What is asked: In the data below, substitute "Coordinates" for "Locations" in everything from the line containing "query | group of swimmers" down to the line containing "[(185, 114), (252, 110)]", leaving the rest of those lines unchanged. Return only those lines.

───── Records shown ─────

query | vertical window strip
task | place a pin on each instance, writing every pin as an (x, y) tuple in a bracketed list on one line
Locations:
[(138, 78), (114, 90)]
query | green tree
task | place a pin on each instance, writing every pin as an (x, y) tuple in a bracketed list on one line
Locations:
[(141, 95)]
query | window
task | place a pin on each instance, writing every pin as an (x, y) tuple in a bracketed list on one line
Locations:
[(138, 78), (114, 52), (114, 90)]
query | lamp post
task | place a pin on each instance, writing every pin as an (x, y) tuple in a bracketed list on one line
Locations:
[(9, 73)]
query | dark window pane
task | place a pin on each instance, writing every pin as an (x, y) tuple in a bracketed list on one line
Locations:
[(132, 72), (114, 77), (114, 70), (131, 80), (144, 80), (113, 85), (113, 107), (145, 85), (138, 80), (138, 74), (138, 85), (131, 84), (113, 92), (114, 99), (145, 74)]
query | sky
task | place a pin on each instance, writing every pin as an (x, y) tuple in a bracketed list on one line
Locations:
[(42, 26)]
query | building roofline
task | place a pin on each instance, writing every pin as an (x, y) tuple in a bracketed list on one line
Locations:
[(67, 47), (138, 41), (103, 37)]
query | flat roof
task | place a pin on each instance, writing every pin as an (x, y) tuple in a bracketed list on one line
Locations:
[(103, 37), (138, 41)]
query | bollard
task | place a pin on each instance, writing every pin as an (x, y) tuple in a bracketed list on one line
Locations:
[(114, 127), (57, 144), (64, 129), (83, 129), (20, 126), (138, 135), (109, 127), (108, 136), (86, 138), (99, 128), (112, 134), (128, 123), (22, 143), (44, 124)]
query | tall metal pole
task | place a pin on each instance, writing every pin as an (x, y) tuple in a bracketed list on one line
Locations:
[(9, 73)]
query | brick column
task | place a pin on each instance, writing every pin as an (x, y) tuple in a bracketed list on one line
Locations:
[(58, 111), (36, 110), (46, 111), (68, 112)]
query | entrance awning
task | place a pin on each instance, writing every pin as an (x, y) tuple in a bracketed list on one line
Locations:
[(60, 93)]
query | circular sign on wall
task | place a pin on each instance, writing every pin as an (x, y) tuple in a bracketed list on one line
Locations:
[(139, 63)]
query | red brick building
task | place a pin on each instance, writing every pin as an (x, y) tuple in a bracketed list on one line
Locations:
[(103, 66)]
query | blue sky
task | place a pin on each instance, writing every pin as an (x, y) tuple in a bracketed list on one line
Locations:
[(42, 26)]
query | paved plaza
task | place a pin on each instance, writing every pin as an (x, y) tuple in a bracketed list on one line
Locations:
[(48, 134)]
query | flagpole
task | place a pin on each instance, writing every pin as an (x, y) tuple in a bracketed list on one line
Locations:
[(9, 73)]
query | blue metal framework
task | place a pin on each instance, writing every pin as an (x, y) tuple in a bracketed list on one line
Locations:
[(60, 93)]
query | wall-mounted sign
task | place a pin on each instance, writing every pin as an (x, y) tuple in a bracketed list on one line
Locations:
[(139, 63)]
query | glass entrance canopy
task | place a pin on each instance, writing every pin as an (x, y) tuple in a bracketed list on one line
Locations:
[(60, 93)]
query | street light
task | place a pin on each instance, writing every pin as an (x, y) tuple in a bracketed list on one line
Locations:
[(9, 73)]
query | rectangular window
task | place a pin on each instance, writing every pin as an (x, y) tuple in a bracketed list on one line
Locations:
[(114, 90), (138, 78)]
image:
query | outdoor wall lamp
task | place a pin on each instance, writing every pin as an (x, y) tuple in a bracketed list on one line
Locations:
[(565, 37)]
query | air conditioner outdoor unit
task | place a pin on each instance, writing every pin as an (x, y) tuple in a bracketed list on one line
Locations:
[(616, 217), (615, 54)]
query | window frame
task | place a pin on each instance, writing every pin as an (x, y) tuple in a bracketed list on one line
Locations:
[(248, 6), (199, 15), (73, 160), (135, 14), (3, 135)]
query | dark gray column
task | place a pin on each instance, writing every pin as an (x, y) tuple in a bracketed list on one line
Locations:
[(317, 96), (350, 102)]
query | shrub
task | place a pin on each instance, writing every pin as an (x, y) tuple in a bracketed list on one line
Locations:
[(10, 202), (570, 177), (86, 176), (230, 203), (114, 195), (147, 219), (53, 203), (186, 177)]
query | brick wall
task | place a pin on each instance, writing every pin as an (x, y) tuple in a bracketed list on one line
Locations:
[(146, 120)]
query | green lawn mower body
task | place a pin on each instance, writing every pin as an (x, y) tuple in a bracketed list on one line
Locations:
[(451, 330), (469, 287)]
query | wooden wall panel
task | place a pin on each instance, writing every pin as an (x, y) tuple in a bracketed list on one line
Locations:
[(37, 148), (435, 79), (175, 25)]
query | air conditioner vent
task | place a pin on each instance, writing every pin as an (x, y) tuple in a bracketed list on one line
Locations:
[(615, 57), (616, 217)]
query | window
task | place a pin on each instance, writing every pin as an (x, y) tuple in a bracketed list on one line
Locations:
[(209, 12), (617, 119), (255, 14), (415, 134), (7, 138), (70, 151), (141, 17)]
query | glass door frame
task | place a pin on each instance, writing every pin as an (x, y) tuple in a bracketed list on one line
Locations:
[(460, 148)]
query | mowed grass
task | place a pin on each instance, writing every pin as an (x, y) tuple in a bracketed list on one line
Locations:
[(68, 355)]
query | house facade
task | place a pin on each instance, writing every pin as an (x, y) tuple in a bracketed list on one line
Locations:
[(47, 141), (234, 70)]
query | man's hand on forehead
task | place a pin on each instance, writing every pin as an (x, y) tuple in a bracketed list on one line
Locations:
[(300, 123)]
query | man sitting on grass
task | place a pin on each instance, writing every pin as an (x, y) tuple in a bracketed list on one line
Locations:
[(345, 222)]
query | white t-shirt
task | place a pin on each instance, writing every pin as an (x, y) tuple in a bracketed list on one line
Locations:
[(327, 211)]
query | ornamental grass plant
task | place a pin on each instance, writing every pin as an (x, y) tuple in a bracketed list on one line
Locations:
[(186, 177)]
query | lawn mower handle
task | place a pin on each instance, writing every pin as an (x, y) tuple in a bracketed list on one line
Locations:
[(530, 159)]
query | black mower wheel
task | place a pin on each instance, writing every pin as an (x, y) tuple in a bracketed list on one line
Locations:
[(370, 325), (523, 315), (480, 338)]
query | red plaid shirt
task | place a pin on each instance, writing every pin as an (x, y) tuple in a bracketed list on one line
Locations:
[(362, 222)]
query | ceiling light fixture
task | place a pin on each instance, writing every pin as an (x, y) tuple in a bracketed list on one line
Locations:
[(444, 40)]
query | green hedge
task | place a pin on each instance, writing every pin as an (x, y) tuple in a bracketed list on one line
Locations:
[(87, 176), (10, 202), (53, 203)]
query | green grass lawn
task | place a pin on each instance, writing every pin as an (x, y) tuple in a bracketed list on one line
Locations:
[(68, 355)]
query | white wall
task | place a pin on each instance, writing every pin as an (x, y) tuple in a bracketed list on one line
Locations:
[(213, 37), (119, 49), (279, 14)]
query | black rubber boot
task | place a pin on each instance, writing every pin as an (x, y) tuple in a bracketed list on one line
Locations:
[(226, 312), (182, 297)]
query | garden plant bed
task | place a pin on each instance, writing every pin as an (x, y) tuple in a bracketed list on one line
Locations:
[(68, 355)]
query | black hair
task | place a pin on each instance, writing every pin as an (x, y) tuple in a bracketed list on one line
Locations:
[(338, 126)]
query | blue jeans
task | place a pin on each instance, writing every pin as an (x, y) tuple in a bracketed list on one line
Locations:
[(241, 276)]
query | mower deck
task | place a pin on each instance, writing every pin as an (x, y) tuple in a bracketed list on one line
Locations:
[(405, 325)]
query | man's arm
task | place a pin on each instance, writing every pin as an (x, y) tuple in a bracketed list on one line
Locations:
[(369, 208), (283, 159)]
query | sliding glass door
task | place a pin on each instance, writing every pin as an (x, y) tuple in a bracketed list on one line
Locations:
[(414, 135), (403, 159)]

─────
───── Records shown ─────

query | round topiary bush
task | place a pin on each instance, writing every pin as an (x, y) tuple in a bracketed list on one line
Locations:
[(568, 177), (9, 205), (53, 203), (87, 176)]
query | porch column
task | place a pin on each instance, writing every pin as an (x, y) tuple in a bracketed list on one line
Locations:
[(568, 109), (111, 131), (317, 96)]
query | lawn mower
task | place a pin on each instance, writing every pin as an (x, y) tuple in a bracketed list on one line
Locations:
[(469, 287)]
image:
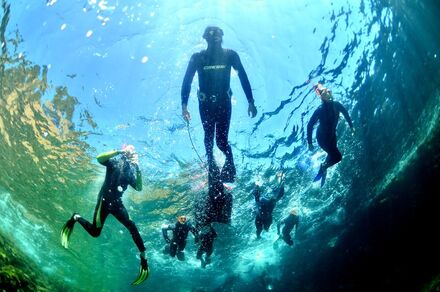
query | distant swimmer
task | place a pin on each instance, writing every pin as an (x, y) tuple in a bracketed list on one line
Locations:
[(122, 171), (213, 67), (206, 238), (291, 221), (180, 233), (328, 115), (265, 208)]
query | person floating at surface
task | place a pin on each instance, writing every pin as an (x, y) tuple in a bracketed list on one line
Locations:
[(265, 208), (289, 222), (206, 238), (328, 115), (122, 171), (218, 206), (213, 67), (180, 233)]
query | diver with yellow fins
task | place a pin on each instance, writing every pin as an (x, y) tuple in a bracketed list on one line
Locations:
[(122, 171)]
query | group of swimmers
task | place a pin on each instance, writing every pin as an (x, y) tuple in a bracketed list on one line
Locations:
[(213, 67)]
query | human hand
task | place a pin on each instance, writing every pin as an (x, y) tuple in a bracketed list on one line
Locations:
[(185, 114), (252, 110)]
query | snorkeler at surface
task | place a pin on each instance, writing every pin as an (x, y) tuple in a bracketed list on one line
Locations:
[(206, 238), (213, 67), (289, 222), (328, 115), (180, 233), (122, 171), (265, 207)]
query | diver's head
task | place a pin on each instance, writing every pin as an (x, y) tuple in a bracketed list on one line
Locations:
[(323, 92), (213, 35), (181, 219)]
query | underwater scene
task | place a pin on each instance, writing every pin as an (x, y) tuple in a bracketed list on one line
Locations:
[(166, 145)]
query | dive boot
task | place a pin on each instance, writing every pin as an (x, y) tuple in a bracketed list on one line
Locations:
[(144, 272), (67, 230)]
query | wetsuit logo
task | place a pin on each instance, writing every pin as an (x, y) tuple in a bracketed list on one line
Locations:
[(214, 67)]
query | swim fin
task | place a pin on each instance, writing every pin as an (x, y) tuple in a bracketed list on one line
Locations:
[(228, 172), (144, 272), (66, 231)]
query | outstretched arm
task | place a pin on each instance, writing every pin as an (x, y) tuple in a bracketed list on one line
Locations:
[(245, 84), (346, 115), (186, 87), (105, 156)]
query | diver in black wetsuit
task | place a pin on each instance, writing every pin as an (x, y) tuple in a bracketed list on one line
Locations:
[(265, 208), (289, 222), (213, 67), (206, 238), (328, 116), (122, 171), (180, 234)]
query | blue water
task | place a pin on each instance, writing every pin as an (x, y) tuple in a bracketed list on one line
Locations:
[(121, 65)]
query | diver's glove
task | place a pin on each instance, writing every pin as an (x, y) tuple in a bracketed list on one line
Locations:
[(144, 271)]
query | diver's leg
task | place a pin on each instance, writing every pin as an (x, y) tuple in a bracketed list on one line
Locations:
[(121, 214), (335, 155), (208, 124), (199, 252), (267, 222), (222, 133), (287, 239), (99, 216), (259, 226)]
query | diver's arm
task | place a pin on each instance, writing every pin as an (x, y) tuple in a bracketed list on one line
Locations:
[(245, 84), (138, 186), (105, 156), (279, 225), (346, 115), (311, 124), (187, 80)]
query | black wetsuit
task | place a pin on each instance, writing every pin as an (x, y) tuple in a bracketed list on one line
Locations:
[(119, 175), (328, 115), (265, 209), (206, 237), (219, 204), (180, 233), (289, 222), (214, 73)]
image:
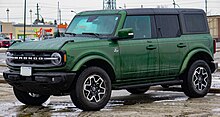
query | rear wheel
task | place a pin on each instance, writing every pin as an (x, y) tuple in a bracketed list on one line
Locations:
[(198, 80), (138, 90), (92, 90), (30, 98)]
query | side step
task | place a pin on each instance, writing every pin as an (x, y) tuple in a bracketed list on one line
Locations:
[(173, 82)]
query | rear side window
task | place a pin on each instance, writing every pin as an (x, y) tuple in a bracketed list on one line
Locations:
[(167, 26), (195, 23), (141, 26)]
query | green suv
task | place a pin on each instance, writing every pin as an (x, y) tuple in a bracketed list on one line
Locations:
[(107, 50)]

─────

Result of the exercise:
query | group of swimmers
task | place a pin on each instance, writing every pin as an (x, y) tuple in a bracketed list on one line
Coordinates:
[(213, 67)]
query | human hand
task | place a pin on each instance, writing every pin as an (x, y) tuple in a bracketed list on one line
Coordinates:
[(185, 114), (252, 110)]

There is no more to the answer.